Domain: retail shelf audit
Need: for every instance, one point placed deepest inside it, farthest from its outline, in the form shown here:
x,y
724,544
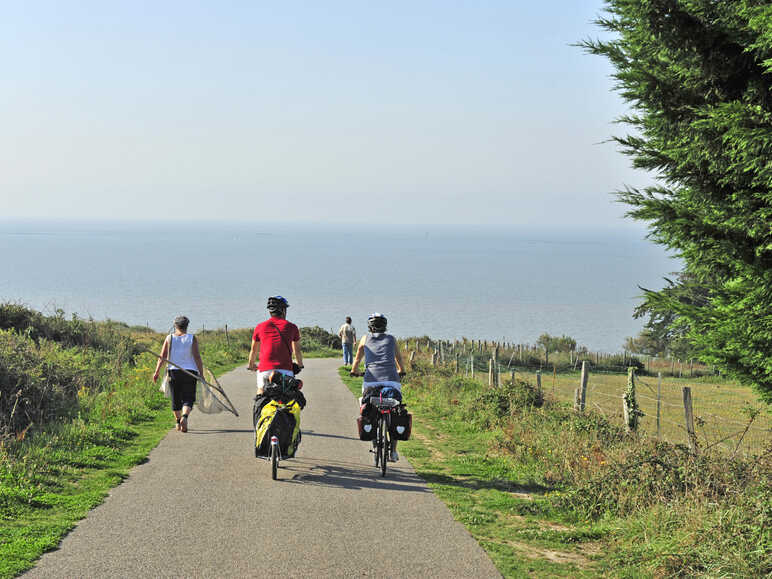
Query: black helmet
x,y
376,323
277,305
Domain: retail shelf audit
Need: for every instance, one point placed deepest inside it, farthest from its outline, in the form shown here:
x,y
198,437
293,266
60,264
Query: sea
x,y
493,283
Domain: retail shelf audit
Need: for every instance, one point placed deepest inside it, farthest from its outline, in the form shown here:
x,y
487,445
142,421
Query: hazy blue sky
x,y
408,112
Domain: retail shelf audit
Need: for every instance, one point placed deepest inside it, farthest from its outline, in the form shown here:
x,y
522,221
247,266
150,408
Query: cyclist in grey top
x,y
383,364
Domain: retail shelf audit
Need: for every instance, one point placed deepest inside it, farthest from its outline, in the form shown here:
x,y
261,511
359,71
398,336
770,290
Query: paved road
x,y
203,506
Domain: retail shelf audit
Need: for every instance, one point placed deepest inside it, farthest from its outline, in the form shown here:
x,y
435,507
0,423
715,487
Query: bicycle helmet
x,y
376,323
277,305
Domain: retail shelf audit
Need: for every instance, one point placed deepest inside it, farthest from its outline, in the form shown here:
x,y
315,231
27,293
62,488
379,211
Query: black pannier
x,y
401,423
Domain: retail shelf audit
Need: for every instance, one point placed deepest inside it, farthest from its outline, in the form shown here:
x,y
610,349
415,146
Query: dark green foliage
x,y
508,398
108,336
556,344
698,74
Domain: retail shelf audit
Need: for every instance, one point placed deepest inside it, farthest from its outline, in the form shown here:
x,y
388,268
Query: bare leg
x,y
186,410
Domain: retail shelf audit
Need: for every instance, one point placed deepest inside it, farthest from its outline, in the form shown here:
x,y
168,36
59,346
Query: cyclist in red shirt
x,y
276,340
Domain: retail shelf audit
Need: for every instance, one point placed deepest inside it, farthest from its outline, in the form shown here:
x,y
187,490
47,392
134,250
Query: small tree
x,y
698,75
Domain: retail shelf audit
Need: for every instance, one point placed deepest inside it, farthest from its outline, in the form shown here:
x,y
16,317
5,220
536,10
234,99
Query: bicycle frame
x,y
384,407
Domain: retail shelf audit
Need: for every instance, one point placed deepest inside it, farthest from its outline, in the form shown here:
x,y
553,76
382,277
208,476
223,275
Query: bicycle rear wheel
x,y
274,460
383,447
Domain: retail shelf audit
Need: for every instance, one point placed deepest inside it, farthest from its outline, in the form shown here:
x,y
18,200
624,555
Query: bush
x,y
108,336
496,403
37,384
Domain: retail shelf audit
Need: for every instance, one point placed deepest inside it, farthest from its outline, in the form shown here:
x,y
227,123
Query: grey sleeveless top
x,y
379,358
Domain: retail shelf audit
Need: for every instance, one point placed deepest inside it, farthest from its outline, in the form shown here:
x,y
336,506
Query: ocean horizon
x,y
508,283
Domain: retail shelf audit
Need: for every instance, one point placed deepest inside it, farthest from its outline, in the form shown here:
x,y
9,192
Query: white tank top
x,y
182,352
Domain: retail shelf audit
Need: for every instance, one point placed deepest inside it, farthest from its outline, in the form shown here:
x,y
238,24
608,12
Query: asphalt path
x,y
203,506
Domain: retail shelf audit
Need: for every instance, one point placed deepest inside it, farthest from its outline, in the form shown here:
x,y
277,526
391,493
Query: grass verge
x,y
550,492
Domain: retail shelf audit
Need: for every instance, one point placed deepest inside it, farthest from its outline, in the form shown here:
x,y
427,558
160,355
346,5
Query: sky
x,y
478,112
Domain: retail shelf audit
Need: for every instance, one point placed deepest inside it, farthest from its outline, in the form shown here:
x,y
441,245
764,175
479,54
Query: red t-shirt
x,y
275,336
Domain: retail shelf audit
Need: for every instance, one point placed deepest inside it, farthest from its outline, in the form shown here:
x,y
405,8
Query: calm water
x,y
511,284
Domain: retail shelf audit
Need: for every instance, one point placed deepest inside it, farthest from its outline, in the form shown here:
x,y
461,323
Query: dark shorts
x,y
183,388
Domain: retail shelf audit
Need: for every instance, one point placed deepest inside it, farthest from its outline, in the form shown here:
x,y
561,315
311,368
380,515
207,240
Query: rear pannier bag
x,y
366,422
401,424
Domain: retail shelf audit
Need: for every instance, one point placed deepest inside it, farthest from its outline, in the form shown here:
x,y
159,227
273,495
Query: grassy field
x,y
549,492
722,409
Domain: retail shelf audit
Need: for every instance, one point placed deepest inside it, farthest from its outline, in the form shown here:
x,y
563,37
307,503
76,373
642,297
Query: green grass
x,y
549,492
488,494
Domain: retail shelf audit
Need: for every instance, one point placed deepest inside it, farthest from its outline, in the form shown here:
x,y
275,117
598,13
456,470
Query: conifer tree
x,y
698,77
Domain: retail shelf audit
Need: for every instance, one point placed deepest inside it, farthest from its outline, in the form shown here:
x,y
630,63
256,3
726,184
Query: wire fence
x,y
726,416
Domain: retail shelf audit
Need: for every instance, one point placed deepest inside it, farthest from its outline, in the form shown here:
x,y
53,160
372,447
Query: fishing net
x,y
209,400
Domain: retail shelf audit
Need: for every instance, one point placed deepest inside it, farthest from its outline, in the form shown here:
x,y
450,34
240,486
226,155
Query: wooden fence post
x,y
629,403
580,394
659,401
689,416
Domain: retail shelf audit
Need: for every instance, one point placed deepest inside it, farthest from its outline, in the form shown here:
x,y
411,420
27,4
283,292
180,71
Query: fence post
x,y
659,400
580,394
689,416
629,403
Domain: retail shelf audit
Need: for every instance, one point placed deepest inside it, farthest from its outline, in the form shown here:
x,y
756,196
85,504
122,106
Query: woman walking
x,y
181,349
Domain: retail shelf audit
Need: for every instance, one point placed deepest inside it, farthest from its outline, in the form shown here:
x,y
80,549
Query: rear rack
x,y
385,402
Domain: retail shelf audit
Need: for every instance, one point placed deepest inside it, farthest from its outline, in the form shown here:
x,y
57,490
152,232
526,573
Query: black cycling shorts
x,y
183,388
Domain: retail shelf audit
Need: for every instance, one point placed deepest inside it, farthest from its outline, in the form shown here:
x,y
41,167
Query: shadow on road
x,y
497,484
325,435
351,476
218,431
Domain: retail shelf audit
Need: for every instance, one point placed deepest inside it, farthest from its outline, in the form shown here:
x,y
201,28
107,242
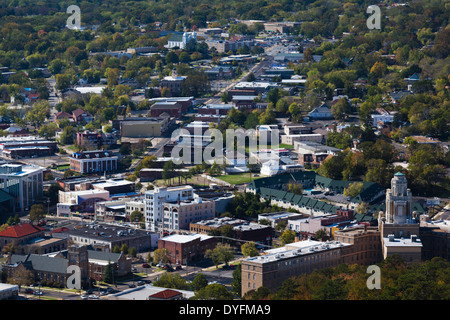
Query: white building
x,y
180,40
79,201
154,203
23,183
381,118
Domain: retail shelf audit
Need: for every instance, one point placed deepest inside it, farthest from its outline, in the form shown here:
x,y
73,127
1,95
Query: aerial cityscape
x,y
224,150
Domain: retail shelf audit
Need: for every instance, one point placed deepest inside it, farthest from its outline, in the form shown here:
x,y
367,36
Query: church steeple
x,y
398,200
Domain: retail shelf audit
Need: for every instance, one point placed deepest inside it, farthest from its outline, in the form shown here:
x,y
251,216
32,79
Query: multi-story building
x,y
242,229
366,244
144,127
179,214
98,161
80,202
26,146
184,249
398,228
20,234
277,265
155,200
172,108
105,238
22,183
173,83
81,116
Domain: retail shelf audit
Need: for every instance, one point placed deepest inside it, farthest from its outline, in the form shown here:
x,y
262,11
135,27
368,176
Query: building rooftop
x,y
295,249
181,238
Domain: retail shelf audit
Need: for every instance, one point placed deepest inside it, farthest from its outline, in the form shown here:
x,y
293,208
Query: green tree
x,y
161,256
37,212
353,189
199,282
288,236
221,253
108,273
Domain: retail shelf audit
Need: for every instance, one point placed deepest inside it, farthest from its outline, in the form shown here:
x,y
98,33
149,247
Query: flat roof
x,y
182,238
143,292
295,249
402,242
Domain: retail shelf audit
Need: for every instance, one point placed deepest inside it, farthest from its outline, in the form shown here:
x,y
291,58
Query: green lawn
x,y
238,178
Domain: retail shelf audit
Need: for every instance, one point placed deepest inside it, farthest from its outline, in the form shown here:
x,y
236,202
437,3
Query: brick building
x,y
20,234
93,162
184,249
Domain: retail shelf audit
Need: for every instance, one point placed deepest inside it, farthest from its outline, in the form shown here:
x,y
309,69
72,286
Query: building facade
x,y
93,162
184,249
277,265
23,183
399,230
155,200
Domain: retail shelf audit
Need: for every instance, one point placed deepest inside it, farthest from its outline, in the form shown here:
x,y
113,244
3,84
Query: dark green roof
x,y
41,263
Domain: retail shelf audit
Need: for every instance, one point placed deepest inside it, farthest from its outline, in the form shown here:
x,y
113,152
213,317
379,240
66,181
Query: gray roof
x,y
41,263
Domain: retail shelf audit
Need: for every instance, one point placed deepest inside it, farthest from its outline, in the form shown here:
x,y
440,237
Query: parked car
x,y
168,268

::::::::

== THE PROBLEM ==
Show every line of the data above that contains the word "white".

== ANSWER FOR THE TASK ==
Query: white tank top
Query: white building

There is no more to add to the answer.